(Records excerpted from a collection)

____

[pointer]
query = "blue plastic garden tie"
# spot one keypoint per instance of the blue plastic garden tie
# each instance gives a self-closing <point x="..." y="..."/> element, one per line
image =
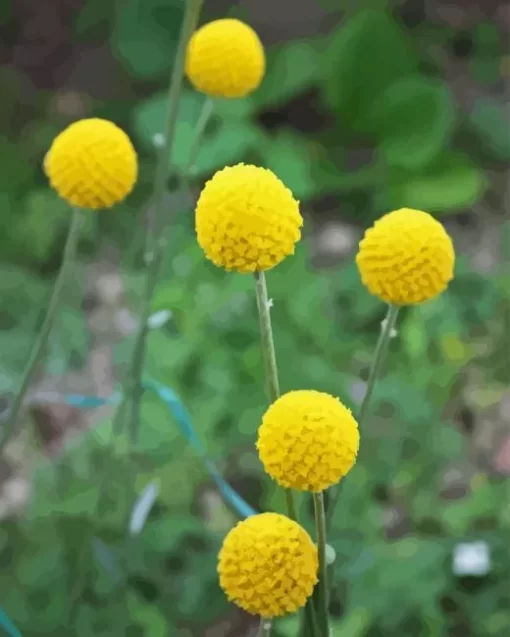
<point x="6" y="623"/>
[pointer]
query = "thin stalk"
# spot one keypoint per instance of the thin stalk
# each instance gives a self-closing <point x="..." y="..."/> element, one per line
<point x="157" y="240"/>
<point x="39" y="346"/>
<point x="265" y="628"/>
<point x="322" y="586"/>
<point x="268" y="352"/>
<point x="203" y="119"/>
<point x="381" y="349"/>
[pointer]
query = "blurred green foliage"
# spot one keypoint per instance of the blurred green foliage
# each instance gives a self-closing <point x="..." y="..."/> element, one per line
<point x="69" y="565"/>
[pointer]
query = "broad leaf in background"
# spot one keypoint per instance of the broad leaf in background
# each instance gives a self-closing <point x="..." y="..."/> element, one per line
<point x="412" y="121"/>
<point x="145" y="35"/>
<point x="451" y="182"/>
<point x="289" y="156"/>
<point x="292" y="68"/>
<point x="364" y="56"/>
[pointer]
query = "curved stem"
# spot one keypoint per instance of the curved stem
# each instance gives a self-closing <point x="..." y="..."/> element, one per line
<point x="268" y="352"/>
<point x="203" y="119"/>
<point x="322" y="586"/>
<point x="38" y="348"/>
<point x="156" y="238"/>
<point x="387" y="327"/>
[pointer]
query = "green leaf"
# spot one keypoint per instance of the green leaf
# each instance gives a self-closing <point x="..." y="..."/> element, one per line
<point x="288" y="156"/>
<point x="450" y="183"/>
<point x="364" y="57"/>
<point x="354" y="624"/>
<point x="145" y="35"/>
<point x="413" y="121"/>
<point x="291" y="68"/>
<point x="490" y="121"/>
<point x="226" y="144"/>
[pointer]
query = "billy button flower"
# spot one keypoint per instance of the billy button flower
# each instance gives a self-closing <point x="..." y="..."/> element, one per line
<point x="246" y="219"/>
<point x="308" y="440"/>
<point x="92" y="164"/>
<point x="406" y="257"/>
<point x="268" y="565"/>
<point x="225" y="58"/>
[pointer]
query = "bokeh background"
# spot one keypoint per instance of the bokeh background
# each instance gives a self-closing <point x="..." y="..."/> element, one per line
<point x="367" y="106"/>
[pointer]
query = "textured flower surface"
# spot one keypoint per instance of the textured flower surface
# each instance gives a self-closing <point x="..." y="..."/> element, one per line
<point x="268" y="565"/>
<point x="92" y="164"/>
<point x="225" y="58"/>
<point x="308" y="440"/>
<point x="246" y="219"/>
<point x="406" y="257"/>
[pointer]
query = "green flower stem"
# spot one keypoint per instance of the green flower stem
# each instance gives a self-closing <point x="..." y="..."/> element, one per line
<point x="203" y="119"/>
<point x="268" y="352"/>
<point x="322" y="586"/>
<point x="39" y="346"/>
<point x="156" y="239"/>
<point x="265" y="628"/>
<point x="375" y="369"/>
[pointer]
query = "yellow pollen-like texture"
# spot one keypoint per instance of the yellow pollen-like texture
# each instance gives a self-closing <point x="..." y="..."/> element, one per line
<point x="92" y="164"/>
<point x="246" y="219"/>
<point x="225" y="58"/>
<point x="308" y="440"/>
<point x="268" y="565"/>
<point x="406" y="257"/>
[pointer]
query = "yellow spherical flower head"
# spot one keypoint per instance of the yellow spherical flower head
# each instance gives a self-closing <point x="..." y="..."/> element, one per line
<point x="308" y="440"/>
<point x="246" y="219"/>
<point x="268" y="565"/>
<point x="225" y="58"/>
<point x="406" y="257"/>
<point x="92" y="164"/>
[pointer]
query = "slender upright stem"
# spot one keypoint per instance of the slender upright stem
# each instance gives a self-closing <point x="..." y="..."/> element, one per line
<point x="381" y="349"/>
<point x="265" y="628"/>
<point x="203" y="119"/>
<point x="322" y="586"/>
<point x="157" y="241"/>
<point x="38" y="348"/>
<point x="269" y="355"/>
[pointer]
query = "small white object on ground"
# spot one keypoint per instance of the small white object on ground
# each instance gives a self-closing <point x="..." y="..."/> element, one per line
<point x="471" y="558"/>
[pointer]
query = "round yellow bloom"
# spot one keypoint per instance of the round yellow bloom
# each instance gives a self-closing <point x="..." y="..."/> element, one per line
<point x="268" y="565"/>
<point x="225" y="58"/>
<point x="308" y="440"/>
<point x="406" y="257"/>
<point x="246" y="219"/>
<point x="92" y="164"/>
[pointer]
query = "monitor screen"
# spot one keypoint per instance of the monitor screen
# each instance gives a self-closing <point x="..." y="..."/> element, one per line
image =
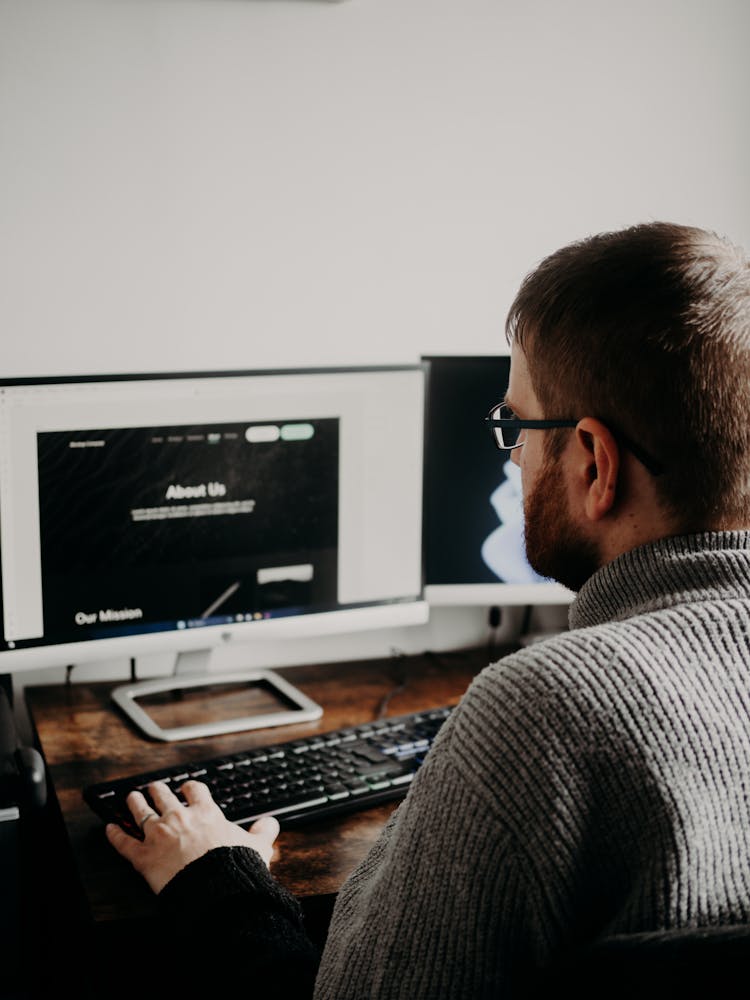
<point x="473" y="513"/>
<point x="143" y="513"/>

____

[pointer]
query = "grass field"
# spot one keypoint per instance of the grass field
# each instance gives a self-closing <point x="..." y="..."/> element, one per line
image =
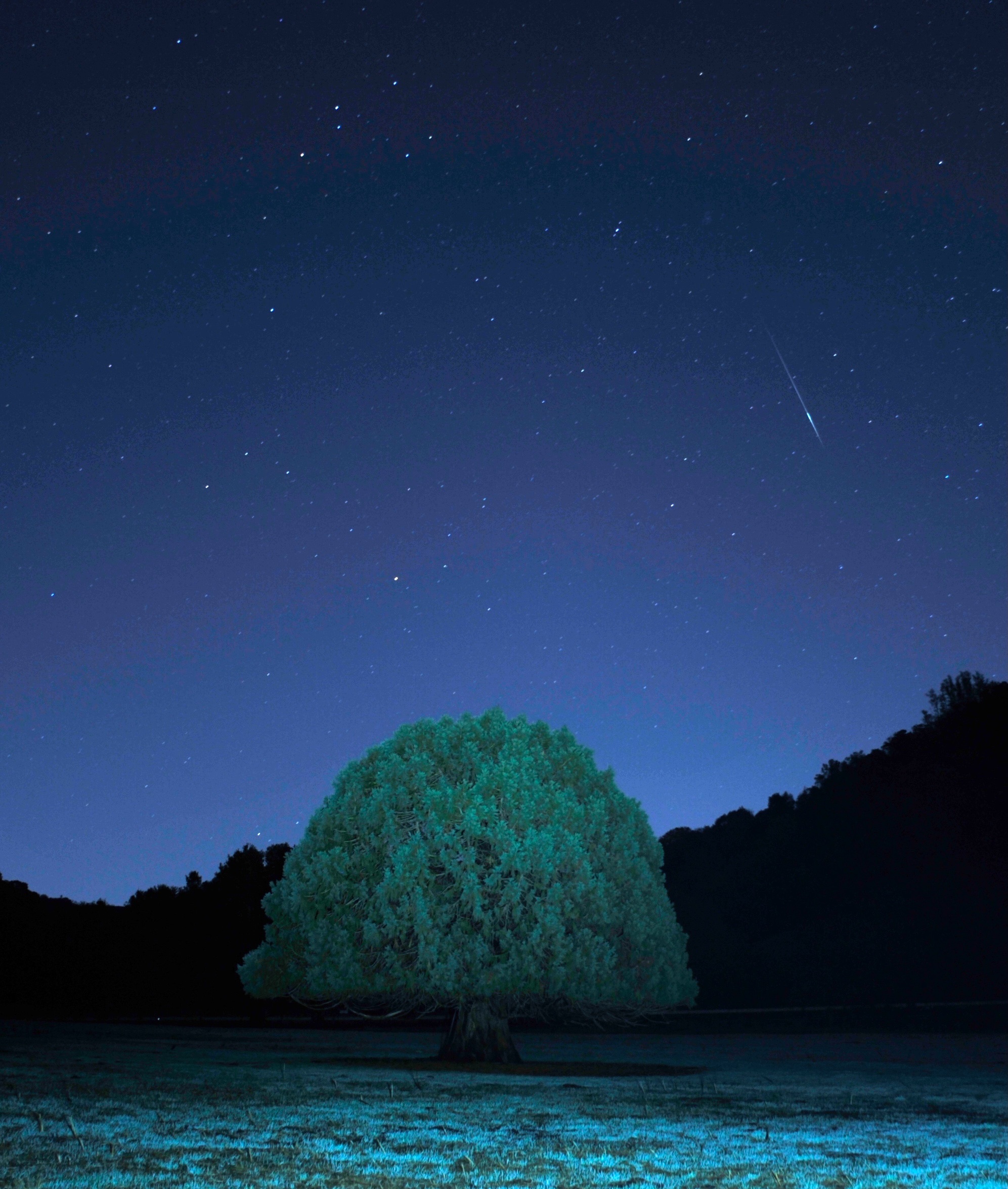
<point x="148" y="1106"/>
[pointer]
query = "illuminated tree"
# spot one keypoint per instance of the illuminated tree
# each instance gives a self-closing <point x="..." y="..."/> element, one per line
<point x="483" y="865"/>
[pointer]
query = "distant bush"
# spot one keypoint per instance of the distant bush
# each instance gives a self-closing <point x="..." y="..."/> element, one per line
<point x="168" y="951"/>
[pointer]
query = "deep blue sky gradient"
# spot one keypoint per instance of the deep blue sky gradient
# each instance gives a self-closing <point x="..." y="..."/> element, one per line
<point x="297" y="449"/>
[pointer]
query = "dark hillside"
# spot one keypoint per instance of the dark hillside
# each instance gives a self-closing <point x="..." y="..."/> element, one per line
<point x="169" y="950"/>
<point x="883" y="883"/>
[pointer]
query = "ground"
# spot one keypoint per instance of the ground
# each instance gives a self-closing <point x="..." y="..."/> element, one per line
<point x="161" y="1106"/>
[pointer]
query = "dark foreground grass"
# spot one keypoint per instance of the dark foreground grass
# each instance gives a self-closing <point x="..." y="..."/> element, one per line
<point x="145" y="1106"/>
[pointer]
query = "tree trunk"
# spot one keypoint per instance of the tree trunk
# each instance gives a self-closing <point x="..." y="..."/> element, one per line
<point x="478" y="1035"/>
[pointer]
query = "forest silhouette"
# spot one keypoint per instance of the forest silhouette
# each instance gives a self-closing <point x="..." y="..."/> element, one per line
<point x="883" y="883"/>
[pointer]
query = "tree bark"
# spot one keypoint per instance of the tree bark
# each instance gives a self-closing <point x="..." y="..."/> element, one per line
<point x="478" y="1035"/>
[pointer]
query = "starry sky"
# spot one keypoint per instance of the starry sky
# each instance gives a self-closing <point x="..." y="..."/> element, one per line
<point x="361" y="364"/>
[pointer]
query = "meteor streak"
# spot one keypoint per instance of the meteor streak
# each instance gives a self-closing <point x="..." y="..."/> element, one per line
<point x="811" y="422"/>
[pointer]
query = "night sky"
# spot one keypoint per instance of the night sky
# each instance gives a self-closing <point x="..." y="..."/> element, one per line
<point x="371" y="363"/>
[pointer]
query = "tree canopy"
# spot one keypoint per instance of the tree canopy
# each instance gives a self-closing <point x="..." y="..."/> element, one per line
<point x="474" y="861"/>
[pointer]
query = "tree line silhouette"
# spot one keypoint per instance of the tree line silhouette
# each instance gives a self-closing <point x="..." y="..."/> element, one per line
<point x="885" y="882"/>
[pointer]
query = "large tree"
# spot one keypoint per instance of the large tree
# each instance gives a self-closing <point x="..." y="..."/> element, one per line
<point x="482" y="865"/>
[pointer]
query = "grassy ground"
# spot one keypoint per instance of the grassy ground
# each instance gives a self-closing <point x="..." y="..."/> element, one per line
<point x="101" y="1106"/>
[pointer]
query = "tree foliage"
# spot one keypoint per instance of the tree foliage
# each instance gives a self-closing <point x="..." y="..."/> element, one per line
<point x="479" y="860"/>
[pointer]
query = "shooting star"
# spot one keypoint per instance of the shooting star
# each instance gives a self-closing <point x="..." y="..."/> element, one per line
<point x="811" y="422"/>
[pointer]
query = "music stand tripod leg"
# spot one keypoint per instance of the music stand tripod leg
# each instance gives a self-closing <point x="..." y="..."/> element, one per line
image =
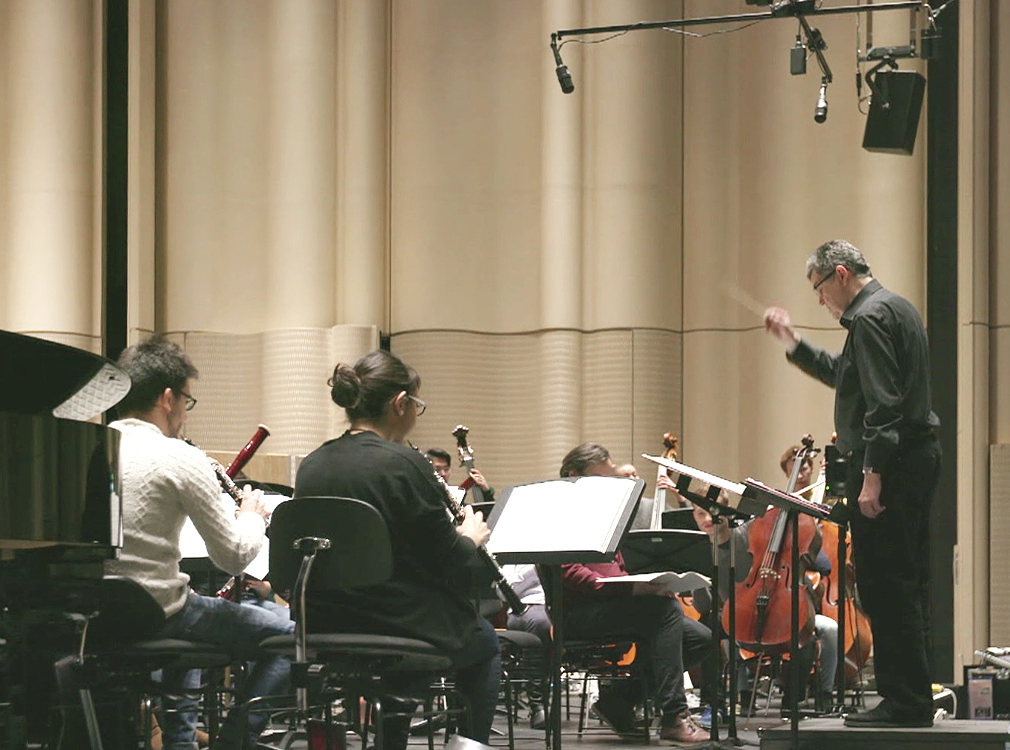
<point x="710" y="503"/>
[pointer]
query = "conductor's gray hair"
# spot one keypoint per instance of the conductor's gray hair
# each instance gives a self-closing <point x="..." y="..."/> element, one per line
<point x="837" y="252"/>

____

=== TASK BRIEF ===
As you read the records above, find each line that contains "starry" and copy it.

=== SOLUTION TO THIS EXERCISE ===
query = "starry sky"
# spot one keypoint per instance of the starry sky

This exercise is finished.